> _What you should do_
Set down a precise copy of the whole listing.

> _Extracted data_
---
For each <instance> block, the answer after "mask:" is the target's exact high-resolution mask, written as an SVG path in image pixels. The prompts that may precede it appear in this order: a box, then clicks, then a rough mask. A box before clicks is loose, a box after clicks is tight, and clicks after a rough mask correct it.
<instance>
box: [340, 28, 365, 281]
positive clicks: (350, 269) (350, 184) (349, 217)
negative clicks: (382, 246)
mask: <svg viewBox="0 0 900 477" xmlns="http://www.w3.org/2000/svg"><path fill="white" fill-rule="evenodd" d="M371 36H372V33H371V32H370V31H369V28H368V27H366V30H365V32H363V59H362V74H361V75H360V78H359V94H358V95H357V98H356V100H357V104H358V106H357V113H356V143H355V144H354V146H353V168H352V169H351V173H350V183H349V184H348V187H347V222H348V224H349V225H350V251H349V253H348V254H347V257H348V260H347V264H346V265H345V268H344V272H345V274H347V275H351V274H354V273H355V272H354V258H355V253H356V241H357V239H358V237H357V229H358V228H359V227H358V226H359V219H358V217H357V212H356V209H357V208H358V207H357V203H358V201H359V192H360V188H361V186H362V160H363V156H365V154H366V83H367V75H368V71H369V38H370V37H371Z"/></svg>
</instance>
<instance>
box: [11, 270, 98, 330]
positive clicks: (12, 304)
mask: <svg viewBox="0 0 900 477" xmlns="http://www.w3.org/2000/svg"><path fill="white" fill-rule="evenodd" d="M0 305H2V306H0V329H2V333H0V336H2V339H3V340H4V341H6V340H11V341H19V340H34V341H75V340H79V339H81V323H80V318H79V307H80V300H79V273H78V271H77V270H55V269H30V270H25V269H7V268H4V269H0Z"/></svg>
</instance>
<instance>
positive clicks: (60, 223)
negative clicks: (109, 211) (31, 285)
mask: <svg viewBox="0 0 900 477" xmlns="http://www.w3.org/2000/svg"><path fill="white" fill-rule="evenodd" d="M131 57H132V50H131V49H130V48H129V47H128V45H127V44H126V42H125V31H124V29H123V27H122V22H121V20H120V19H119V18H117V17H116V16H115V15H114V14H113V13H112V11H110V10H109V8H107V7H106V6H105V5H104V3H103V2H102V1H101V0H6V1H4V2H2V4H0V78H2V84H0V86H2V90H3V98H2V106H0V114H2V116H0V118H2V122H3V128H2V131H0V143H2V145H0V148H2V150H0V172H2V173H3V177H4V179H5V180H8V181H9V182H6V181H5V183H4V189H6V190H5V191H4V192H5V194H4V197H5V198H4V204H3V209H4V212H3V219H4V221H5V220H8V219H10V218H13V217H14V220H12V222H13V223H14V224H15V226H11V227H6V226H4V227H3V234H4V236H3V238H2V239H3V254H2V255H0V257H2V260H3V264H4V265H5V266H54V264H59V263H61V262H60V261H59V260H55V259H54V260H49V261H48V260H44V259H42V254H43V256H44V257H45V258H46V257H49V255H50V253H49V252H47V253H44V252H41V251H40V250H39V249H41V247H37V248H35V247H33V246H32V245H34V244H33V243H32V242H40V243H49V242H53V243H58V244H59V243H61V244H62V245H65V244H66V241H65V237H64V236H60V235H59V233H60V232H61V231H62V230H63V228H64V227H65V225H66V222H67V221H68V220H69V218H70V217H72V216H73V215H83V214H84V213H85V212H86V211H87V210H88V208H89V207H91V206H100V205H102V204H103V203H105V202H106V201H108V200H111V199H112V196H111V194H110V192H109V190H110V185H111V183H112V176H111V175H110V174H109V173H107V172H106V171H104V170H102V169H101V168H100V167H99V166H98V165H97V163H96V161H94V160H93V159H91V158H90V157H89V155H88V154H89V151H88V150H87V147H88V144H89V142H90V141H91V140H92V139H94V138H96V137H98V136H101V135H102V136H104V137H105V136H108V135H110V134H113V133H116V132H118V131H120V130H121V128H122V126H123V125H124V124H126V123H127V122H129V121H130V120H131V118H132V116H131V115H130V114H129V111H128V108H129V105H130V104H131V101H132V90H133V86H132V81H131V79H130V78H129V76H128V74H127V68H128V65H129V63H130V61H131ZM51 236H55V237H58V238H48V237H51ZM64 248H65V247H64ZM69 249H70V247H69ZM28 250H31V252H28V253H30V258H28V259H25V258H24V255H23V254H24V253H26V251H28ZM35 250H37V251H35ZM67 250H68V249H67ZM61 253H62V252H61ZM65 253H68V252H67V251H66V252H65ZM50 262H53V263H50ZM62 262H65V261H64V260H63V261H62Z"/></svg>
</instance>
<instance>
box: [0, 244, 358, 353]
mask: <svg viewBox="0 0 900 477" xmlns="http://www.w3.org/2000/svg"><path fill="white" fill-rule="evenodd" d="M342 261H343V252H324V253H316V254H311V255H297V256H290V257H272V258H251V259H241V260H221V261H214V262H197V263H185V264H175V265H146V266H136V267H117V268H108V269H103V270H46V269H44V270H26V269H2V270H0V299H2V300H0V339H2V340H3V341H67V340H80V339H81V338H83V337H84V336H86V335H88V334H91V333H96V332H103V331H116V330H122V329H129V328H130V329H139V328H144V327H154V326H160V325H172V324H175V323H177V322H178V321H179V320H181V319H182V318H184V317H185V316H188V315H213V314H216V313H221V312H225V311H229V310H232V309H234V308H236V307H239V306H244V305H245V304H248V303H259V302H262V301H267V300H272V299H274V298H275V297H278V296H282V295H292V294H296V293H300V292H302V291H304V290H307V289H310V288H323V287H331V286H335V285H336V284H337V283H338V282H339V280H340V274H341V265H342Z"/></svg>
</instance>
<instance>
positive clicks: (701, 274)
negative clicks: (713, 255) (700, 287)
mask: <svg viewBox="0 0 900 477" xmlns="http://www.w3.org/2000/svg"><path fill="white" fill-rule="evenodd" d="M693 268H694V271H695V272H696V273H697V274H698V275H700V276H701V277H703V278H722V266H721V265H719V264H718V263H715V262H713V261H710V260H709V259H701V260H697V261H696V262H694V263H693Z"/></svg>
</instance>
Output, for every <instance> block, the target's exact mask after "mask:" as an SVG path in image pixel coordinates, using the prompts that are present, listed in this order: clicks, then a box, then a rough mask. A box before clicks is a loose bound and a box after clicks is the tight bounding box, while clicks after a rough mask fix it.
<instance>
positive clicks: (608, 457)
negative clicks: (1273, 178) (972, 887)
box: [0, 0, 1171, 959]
---
> _Answer box_
For each <instance> block, the answer after "mask:" is the target's exact high-resolution mask, written as an SVG path in image pixels. The prompts that may precede it appear in this order: a box, then clicks, then a rough mask. A box before clicks is loose, a box after clicks is tight, and clicks after a rough mask correct it.
<instance>
box: [340, 28, 365, 281]
positive clicks: (350, 269) (350, 184) (349, 217)
negative clicks: (382, 246)
mask: <svg viewBox="0 0 900 477" xmlns="http://www.w3.org/2000/svg"><path fill="white" fill-rule="evenodd" d="M371 36H372V33H371V32H370V31H369V28H368V27H366V30H365V32H363V59H362V74H361V75H360V78H359V94H358V95H357V98H356V100H357V104H358V106H357V113H356V143H355V144H354V146H353V168H352V169H351V173H350V183H349V184H348V187H347V222H348V224H349V225H350V251H349V253H348V254H347V257H348V260H347V264H346V265H345V268H344V272H345V274H347V275H351V274H354V273H355V272H354V258H355V253H356V241H357V239H358V237H357V229H358V228H359V227H358V226H359V219H358V217H357V212H356V209H357V208H358V207H357V203H358V201H359V192H360V188H361V186H362V160H363V156H365V154H366V83H367V75H368V71H369V38H370V37H371Z"/></svg>
</instance>
<instance>
box: [11, 270, 98, 330]
positive clicks: (12, 304)
mask: <svg viewBox="0 0 900 477" xmlns="http://www.w3.org/2000/svg"><path fill="white" fill-rule="evenodd" d="M0 305H2V306H0V329H2V333H0V336H2V339H3V340H4V341H6V340H11V341H19V340H34V341H75V340H79V339H81V323H80V318H79V307H80V300H79V273H78V271H77V270H55V269H30V270H25V269H7V268H4V269H0Z"/></svg>
</instance>
<instance>
positive clicks: (60, 223)
negative clicks: (109, 211) (31, 285)
mask: <svg viewBox="0 0 900 477" xmlns="http://www.w3.org/2000/svg"><path fill="white" fill-rule="evenodd" d="M131 57H132V50H131V49H130V48H129V47H128V45H127V44H126V42H125V31H124V29H123V27H122V22H121V20H120V19H119V18H117V17H116V16H115V15H114V14H113V13H112V11H110V10H109V8H107V7H106V6H105V5H104V3H103V2H102V1H101V0H6V1H4V2H2V4H0V78H2V84H0V86H2V90H3V98H2V106H0V114H2V116H0V118H2V122H3V128H2V131H0V143H2V145H0V148H2V150H0V172H2V173H3V177H4V179H5V180H8V181H9V182H6V181H5V183H4V189H6V190H5V191H4V192H5V194H4V197H5V198H4V204H3V209H4V212H3V219H4V221H5V220H8V219H10V218H13V217H14V220H12V222H13V223H14V224H15V226H11V227H6V226H4V227H3V234H4V236H3V238H2V239H3V254H2V255H0V257H2V260H3V264H4V265H5V266H54V264H59V263H61V262H60V261H59V260H55V259H54V260H49V261H48V260H44V259H42V254H43V256H44V257H45V258H46V257H49V255H50V253H49V252H47V253H44V252H41V251H40V250H39V249H41V247H37V248H35V247H33V246H32V245H34V244H33V243H32V242H40V243H49V242H53V243H58V244H59V243H61V244H62V245H65V244H66V241H65V237H64V236H60V235H59V233H60V232H61V231H62V230H63V228H64V227H65V225H66V222H67V221H68V220H69V218H70V217H72V216H73V215H83V214H84V213H85V212H86V211H87V210H88V208H89V207H91V206H100V205H102V204H103V203H105V202H106V201H108V200H111V199H112V196H111V194H110V192H109V190H110V185H111V183H112V176H111V175H110V174H109V173H107V172H106V171H104V170H102V169H101V168H100V167H99V166H98V165H97V163H96V161H94V160H93V159H91V158H90V157H89V155H88V154H89V151H88V150H87V147H88V144H89V142H90V141H91V140H92V139H94V138H96V137H98V136H101V135H102V136H104V137H105V136H108V135H110V134H113V133H116V132H118V131H120V130H121V128H122V126H123V125H124V124H126V123H127V122H129V121H130V120H131V118H132V116H131V115H130V114H129V111H128V108H129V105H130V104H131V101H132V90H133V86H132V81H131V79H130V78H129V76H128V74H127V68H128V65H129V63H130V61H131ZM51 236H55V237H58V238H48V237H51ZM64 248H65V247H64ZM69 249H70V247H69ZM28 250H31V252H28V253H30V258H28V259H25V258H24V255H23V254H24V253H26V251H28ZM35 250H37V251H35ZM67 250H68V249H67ZM61 253H62V252H61ZM65 253H68V252H67V251H66V252H65ZM50 262H53V263H50ZM62 262H65V261H64V260H63V261H62Z"/></svg>
</instance>
<instance>
box: [0, 244, 358, 353]
mask: <svg viewBox="0 0 900 477" xmlns="http://www.w3.org/2000/svg"><path fill="white" fill-rule="evenodd" d="M342 261H343V252H324V253H316V254H311V255H297V256H290V257H272V258H251V259H241V260H221V261H214V262H197V263H185V264H175V265H146V266H136V267H117V268H108V269H103V270H46V269H44V270H26V269H2V270H0V299H2V300H0V339H2V340H3V341H67V340H80V339H81V338H83V337H84V336H86V335H88V334H91V333H96V332H103V331H116V330H122V329H129V328H130V329H139V328H144V327H154V326H160V325H172V324H175V323H177V322H178V321H179V320H181V319H182V318H184V317H185V316H188V315H213V314H216V313H221V312H225V311H229V310H232V309H234V308H236V307H239V306H244V305H245V304H248V303H259V302H262V301H267V300H272V299H274V298H275V297H278V296H282V295H292V294H296V293H300V292H302V291H304V290H307V289H310V288H323V287H331V286H335V285H336V284H337V283H338V282H339V280H340V274H341V265H342Z"/></svg>
</instance>
<instance>
positive clicks: (701, 274)
negative clicks: (713, 255) (700, 287)
mask: <svg viewBox="0 0 900 477" xmlns="http://www.w3.org/2000/svg"><path fill="white" fill-rule="evenodd" d="M693 268H694V271H695V272H696V273H697V274H698V275H700V276H701V277H703V278H722V266H721V265H719V264H718V263H715V262H713V261H710V260H709V259H701V260H697V261H696V262H694V263H693Z"/></svg>
</instance>
Output, for every <instance> block, the target's exact mask after "mask:" as an SVG path in image pixel coordinates, using the prompts that are present, listed in this order: clicks, then a box, then a rough mask. A box before clicks is a loose bound and a box after clicks is the tight bounding box, while clicks after a rough mask fix it.
<instance>
positive clicks: (608, 457)
negative clicks: (1273, 178) (972, 887)
box: [0, 0, 1171, 959]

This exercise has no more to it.